Reproduce, character for character, the part of the data below that opens with the line containing "the raisin in" and runs through the end of the data, including that first line.
● ● ● ●
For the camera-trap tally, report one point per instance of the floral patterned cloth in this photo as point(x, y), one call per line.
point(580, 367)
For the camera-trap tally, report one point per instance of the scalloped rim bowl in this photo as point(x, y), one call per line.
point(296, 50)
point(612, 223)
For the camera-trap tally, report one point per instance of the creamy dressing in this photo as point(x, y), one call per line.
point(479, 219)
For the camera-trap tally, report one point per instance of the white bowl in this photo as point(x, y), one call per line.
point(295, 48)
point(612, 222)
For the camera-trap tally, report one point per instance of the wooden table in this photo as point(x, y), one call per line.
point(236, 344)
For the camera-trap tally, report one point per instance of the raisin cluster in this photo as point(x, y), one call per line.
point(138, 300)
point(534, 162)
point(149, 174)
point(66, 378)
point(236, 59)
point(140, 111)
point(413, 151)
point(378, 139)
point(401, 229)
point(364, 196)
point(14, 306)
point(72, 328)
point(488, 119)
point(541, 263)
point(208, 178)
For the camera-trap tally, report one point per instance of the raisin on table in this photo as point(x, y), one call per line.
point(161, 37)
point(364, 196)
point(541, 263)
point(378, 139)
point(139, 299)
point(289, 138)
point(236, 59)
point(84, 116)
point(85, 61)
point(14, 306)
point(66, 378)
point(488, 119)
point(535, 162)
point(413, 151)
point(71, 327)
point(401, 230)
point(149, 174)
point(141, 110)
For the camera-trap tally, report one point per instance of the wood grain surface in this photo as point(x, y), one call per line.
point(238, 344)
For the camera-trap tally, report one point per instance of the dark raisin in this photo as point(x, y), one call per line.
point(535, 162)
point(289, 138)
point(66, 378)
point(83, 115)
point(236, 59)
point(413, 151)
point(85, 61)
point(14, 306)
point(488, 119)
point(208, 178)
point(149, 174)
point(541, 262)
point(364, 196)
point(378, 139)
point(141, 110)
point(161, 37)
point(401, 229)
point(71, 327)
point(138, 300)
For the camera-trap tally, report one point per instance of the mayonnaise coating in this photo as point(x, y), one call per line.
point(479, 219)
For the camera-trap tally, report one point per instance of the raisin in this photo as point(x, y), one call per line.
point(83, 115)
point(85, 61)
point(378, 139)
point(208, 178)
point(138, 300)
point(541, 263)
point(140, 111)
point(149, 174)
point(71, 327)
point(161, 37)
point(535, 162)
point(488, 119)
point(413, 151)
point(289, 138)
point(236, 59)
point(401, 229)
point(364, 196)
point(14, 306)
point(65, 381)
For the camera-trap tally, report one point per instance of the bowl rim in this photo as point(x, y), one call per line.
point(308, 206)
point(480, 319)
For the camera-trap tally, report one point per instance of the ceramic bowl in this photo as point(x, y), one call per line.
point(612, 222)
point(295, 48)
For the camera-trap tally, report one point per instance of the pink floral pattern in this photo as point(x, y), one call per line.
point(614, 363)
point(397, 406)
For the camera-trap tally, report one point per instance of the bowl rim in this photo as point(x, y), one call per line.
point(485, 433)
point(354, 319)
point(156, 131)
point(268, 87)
● ● ● ●
- Answer in full:
For the camera-trap tally, report one point per instance of the raisin in this photo as point(x, y), one call per line.
point(83, 115)
point(85, 61)
point(378, 139)
point(208, 178)
point(138, 300)
point(541, 263)
point(140, 111)
point(149, 174)
point(71, 327)
point(161, 37)
point(535, 162)
point(488, 119)
point(413, 151)
point(289, 138)
point(236, 59)
point(401, 229)
point(364, 196)
point(14, 306)
point(65, 381)
For the camera-trap tally, report one point per instance of the bowl rim in this photo as point(x, y), one call per line.
point(308, 206)
point(480, 319)
For the camera-trap tally, report one point per instance of the ceramic bowl in this photo as point(x, y), one call per line.
point(612, 222)
point(295, 48)
For the camera-trap tally, report one point per instance of the pink floral pattern in this photo as point(x, y), one call per line.
point(614, 363)
point(397, 406)
For the camera-trap tally, report one point per instance of the bowl rim in this photo as point(x, y), one call per line.
point(485, 433)
point(354, 319)
point(156, 131)
point(268, 87)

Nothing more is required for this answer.